* **Aim**
How many lines in the records below contain the string "green", counting only matches in the same case? Reply with the number alone.

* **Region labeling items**

*****

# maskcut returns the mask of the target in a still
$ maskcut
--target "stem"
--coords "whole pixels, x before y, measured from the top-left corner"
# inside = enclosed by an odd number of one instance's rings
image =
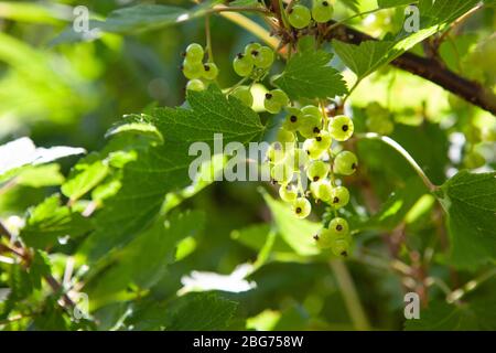
[[[352,276],[342,260],[331,260],[330,266],[336,276],[337,284],[343,293],[346,308],[348,309],[353,324],[358,331],[369,331],[370,324],[368,323],[367,315],[362,307],[360,299],[353,282]]]
[[[208,62],[214,62],[214,51],[212,50],[212,34],[211,34],[211,15],[205,15],[205,38],[206,38],[206,47],[208,54]]]
[[[247,17],[245,17],[240,13],[222,12],[220,14],[224,18],[226,18],[227,20],[244,28],[248,32],[251,32],[254,35],[259,38],[261,41],[266,42],[272,49],[278,47],[279,41],[276,38],[270,36],[270,33],[265,28],[262,28],[260,24],[258,24],[257,22],[251,21],[250,19],[248,19]]]
[[[413,170],[417,172],[417,174],[420,176],[420,179],[422,179],[423,183],[429,189],[429,191],[434,192],[438,190],[438,186],[435,186],[431,182],[431,180],[425,175],[422,168],[420,168],[420,165],[417,163],[417,161],[413,159],[413,157],[411,157],[411,154],[408,153],[408,151],[405,148],[402,148],[401,145],[396,142],[393,139],[391,139],[387,136],[380,136],[375,132],[358,133],[357,137],[370,139],[370,140],[380,140],[382,142],[385,142],[386,145],[389,145],[410,163],[410,165],[413,168]]]

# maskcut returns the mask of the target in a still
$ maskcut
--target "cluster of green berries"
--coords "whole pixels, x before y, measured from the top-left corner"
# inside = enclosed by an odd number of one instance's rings
[[[312,10],[303,4],[295,4],[288,11],[288,20],[290,24],[298,29],[304,29],[310,25],[312,19],[316,23],[328,22],[334,13],[331,0],[313,0]]]
[[[202,45],[192,43],[186,47],[182,72],[188,79],[186,89],[203,90],[206,85],[216,79],[218,67],[215,63],[204,63],[205,51]]]
[[[283,105],[279,98],[283,93],[274,95],[271,90],[270,94],[270,99],[278,96],[278,103]],[[281,200],[291,204],[298,218],[310,215],[312,204],[309,196],[332,208],[336,217],[328,227],[319,232],[315,240],[319,247],[331,248],[337,256],[345,256],[349,252],[351,234],[346,220],[337,217],[337,210],[349,202],[349,191],[338,185],[336,178],[355,173],[358,160],[351,151],[333,149],[333,141],[343,142],[352,137],[353,120],[344,115],[328,117],[313,105],[284,108],[287,116],[277,141],[267,151],[271,179],[280,185]],[[304,139],[301,147],[298,143],[300,137]],[[304,190],[304,182],[310,182],[309,190]]]

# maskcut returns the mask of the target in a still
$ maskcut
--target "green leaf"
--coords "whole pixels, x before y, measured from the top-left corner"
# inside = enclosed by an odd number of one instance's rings
[[[75,201],[100,183],[109,172],[106,160],[91,161],[94,154],[79,161],[72,171],[68,180],[62,185],[62,193]],[[95,156],[96,157],[96,156]]]
[[[296,218],[288,204],[273,200],[268,193],[263,199],[272,212],[272,217],[279,234],[288,245],[299,255],[317,255],[313,236],[322,227],[319,223]]]
[[[45,248],[56,244],[58,237],[75,238],[89,229],[89,221],[69,207],[61,206],[60,195],[55,194],[29,211],[20,235],[28,246]]]
[[[131,323],[136,330],[225,330],[237,306],[215,293],[190,293],[172,302],[149,301],[138,307]]]
[[[484,299],[484,300],[482,300]],[[494,331],[496,330],[496,300],[484,296],[459,306],[432,301],[421,310],[419,320],[407,320],[407,331]]]
[[[331,67],[333,54],[324,51],[303,51],[294,54],[282,74],[273,78],[274,85],[291,99],[327,98],[347,93],[338,71]]]
[[[175,213],[161,218],[137,236],[126,248],[115,255],[116,261],[97,272],[89,281],[88,295],[96,300],[111,296],[130,282],[148,289],[160,280],[170,264],[175,261],[177,244],[202,232],[205,223],[203,212]]]
[[[402,4],[402,2],[405,1],[401,1],[401,3],[399,1],[385,1],[384,4],[397,6]],[[403,30],[395,40],[365,41],[359,45],[336,40],[333,40],[332,44],[341,60],[358,76],[359,82],[416,44],[441,31],[477,3],[478,0],[438,0],[433,4],[424,4],[420,8],[420,28],[417,32],[409,33]]]
[[[473,268],[496,260],[495,195],[496,172],[462,171],[438,192],[448,213],[454,265]]]
[[[258,139],[265,127],[258,115],[239,100],[226,98],[217,86],[187,95],[190,108],[160,108],[151,118],[164,137],[163,145],[149,147],[123,168],[121,189],[106,201],[96,218],[96,232],[86,243],[91,259],[120,247],[150,224],[164,196],[192,183],[190,145],[205,142],[211,151],[214,133],[224,135],[224,145]]]
[[[155,30],[174,25],[176,23],[190,21],[204,15],[212,7],[209,1],[205,1],[191,9],[164,4],[137,4],[110,12],[105,21],[90,20],[89,31],[93,35],[77,32],[71,25],[52,41],[52,45],[61,43],[78,42],[83,40],[94,40],[100,32],[108,33],[136,33]]]

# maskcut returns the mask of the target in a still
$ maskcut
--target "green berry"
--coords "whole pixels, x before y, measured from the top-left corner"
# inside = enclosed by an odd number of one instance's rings
[[[331,133],[322,130],[317,136],[315,136],[315,141],[321,150],[327,150],[331,147],[333,139],[331,138]]]
[[[279,184],[289,183],[293,179],[294,171],[285,163],[280,161],[272,167],[270,175]]]
[[[289,131],[296,131],[301,124],[302,114],[298,108],[287,108],[288,115],[285,116],[282,127]]]
[[[291,184],[282,184],[279,188],[279,196],[284,202],[294,202],[298,197],[298,191]]]
[[[291,208],[293,214],[300,220],[306,218],[310,215],[310,212],[312,212],[312,205],[305,197],[298,197],[294,200]]]
[[[284,151],[282,150],[282,147],[280,143],[272,143],[266,152],[266,159],[271,164],[279,163],[284,159]]]
[[[333,186],[327,180],[322,180],[311,183],[310,191],[315,200],[327,202],[331,200]]]
[[[186,47],[186,58],[191,62],[201,63],[203,61],[203,56],[205,55],[205,51],[203,46],[197,43],[192,43]]]
[[[305,26],[309,26],[310,21],[312,20],[312,15],[310,14],[309,8],[302,6],[302,4],[295,4],[289,15],[288,20],[292,26],[295,29],[304,29]]]
[[[333,170],[337,174],[352,175],[358,168],[358,160],[355,153],[349,151],[339,152],[334,159]]]
[[[261,47],[260,43],[249,43],[245,46],[245,55],[251,56],[254,54],[254,51],[257,52],[260,50],[260,47]]]
[[[260,68],[269,68],[273,63],[273,51],[268,46],[261,46],[258,51],[252,51],[254,64]]]
[[[303,110],[302,110],[303,113]],[[317,136],[322,130],[322,119],[315,115],[303,115],[298,131],[306,139]]]
[[[203,76],[204,67],[201,62],[192,62],[187,58],[183,62],[183,74],[187,79],[195,79]]]
[[[254,96],[248,86],[236,87],[230,95],[241,100],[241,103],[248,107],[254,105]]]
[[[312,161],[306,169],[306,176],[312,182],[317,182],[322,179],[325,179],[331,170],[331,167],[323,161]]]
[[[203,65],[203,78],[215,79],[218,75],[218,67],[215,63],[206,63]]]
[[[271,114],[278,114],[289,104],[289,98],[281,89],[272,89],[266,93],[263,106]]]
[[[333,18],[334,8],[330,0],[314,0],[312,18],[317,23],[328,22]]]
[[[328,224],[328,229],[333,236],[341,237],[349,234],[348,222],[345,218],[336,217]]]
[[[337,141],[346,141],[354,131],[353,120],[344,115],[336,116],[331,119],[328,131],[333,139]]]
[[[239,76],[247,77],[254,71],[254,62],[249,56],[238,54],[233,61],[233,68]]]
[[[205,84],[197,78],[191,79],[186,84],[186,90],[204,90],[204,89]]]
[[[301,108],[301,113],[303,113],[303,115],[313,115],[314,117],[322,119],[322,111],[315,106],[305,106]]]
[[[349,202],[349,191],[345,186],[337,186],[333,189],[331,194],[330,204],[334,208],[341,208],[348,204]]]
[[[298,172],[305,169],[309,163],[309,157],[304,150],[295,148],[287,153],[285,163],[290,165],[293,171]]]
[[[287,143],[293,143],[296,137],[294,136],[294,132],[288,131],[283,128],[279,129],[278,131],[278,142],[281,142],[283,147],[287,146]]]
[[[319,159],[325,152],[325,150],[320,148],[319,142],[315,139],[305,140],[303,142],[303,150],[310,159]]]

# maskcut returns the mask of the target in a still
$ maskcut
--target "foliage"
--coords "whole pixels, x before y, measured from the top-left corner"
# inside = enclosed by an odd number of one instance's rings
[[[0,3],[1,330],[495,330],[494,1],[336,0],[303,29],[290,1]],[[319,132],[290,127],[304,106]],[[321,130],[342,207],[312,190],[301,220],[292,190],[216,178],[240,147],[215,133]]]

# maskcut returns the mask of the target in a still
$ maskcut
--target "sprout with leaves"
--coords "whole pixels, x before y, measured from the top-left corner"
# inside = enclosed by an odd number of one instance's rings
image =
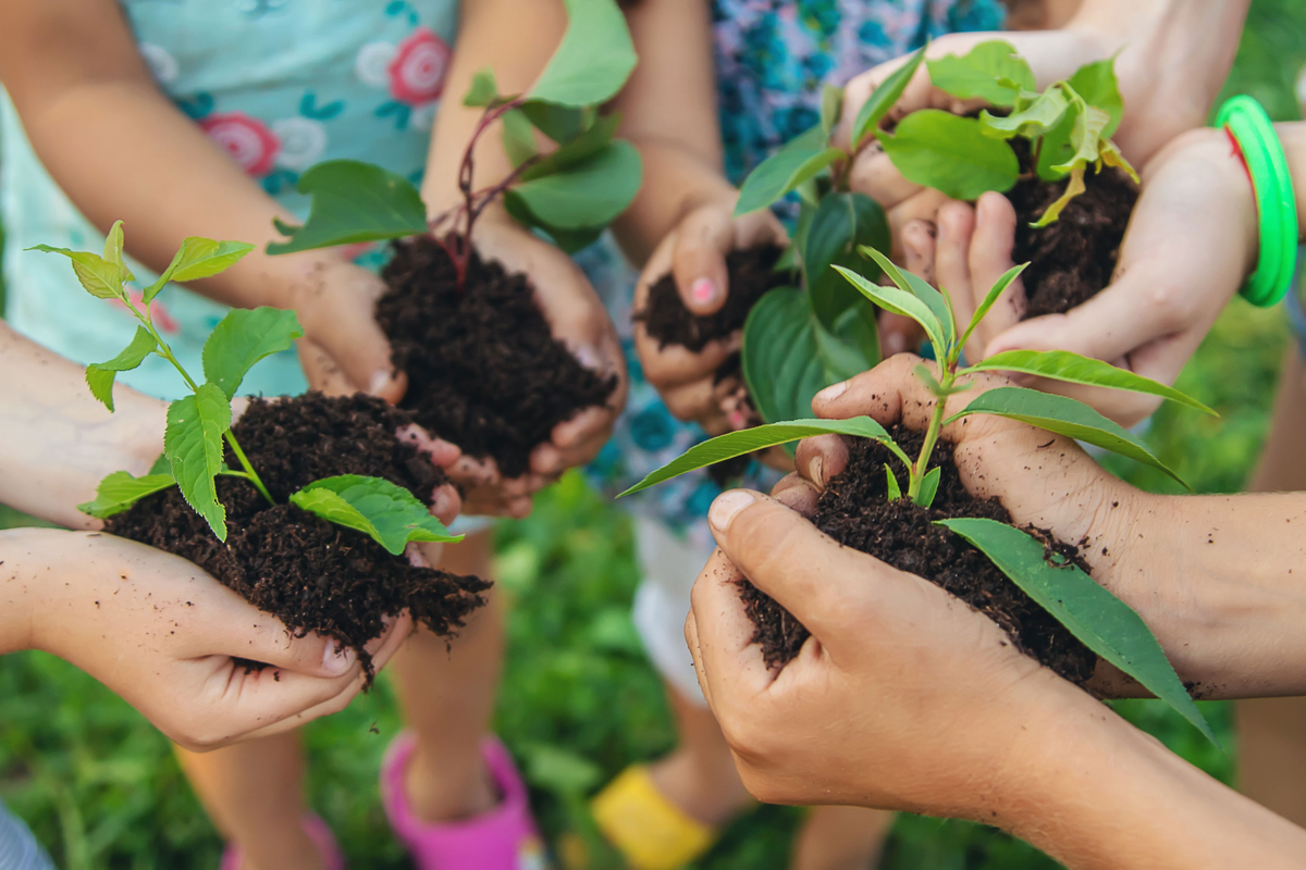
[[[174,356],[172,348],[155,327],[150,309],[150,303],[168,282],[217,275],[253,250],[253,245],[197,236],[185,239],[158,280],[145,288],[141,305],[127,292],[127,283],[136,280],[136,277],[123,261],[121,220],[110,230],[103,256],[50,245],[37,245],[31,250],[68,257],[86,292],[125,305],[140,322],[131,344],[121,353],[86,368],[86,385],[104,407],[114,410],[114,380],[118,373],[137,368],[150,353],[171,363],[191,390],[189,395],[168,406],[163,455],[150,473],[133,477],[125,471],[115,471],[101,481],[95,501],[78,505],[78,510],[107,519],[128,510],[146,496],[178,487],[187,503],[204,518],[218,540],[226,541],[226,509],[218,501],[217,490],[219,475],[249,481],[269,505],[274,505],[259,472],[249,464],[240,442],[231,432],[231,399],[259,360],[289,350],[296,338],[303,337],[295,312],[277,308],[236,308],[227,312],[204,343],[204,382],[200,383]],[[223,442],[239,462],[240,470],[227,467]],[[413,493],[380,477],[326,477],[293,493],[290,502],[338,526],[370,535],[396,556],[404,552],[409,541],[461,540],[461,536],[449,535],[444,524]]]
[[[893,286],[878,286],[842,266],[836,266],[838,273],[866,299],[919,323],[935,348],[938,373],[923,365],[916,369],[917,377],[938,399],[919,454],[909,457],[879,423],[867,416],[850,420],[791,420],[704,441],[648,475],[623,496],[716,462],[818,434],[836,433],[871,438],[884,445],[899,463],[899,467],[888,464],[884,467],[889,498],[904,498],[921,507],[929,507],[939,487],[940,468],[929,466],[939,434],[943,427],[976,413],[1010,417],[1076,438],[1149,464],[1179,480],[1136,436],[1089,406],[1067,397],[1002,386],[978,394],[951,416],[947,413],[948,398],[970,389],[969,376],[980,372],[1021,372],[1068,383],[1147,393],[1215,413],[1173,387],[1068,351],[1007,351],[974,365],[963,367],[961,348],[965,347],[970,333],[1025,266],[1016,266],[998,279],[963,330],[956,322],[947,292],[899,270],[879,250],[872,248],[861,250],[883,269]],[[1215,741],[1205,720],[1143,620],[1128,605],[1094,583],[1080,567],[1064,558],[1049,557],[1041,540],[1006,523],[956,518],[938,520],[938,524],[973,544],[1089,650],[1138,680]]]
[[[1114,166],[1135,184],[1139,180],[1110,138],[1124,116],[1114,63],[1113,57],[1087,64],[1038,93],[1034,72],[1011,43],[982,42],[963,57],[926,61],[930,81],[957,99],[983,99],[1003,113],[983,110],[980,117],[960,117],[926,108],[904,117],[892,134],[858,127],[854,141],[876,136],[909,181],[973,201],[1016,185],[1020,163],[1011,140],[1024,140],[1032,172],[1043,181],[1068,179],[1062,196],[1032,224],[1045,227],[1085,190],[1089,166],[1097,172]]]
[[[430,232],[462,287],[477,219],[499,198],[521,224],[543,231],[568,253],[598,239],[640,187],[639,153],[614,138],[620,116],[599,111],[635,69],[635,46],[614,0],[567,0],[567,12],[563,42],[529,93],[500,94],[488,69],[473,78],[462,102],[485,112],[462,157],[456,207],[428,222],[407,179],[358,160],[328,160],[299,179],[296,189],[313,198],[307,222],[278,222],[289,241],[269,244],[268,253]],[[475,147],[496,121],[515,168],[502,181],[475,188]],[[556,147],[542,153],[537,132]]]

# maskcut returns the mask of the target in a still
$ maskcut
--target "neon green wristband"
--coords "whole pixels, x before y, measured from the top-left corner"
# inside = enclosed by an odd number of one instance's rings
[[[1230,98],[1220,107],[1216,125],[1237,146],[1256,197],[1260,256],[1239,292],[1252,305],[1268,308],[1288,295],[1297,267],[1297,197],[1288,158],[1269,116],[1251,97]]]

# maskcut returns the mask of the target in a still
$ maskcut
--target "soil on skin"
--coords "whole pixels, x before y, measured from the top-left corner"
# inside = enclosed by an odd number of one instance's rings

*****

* **Expected output**
4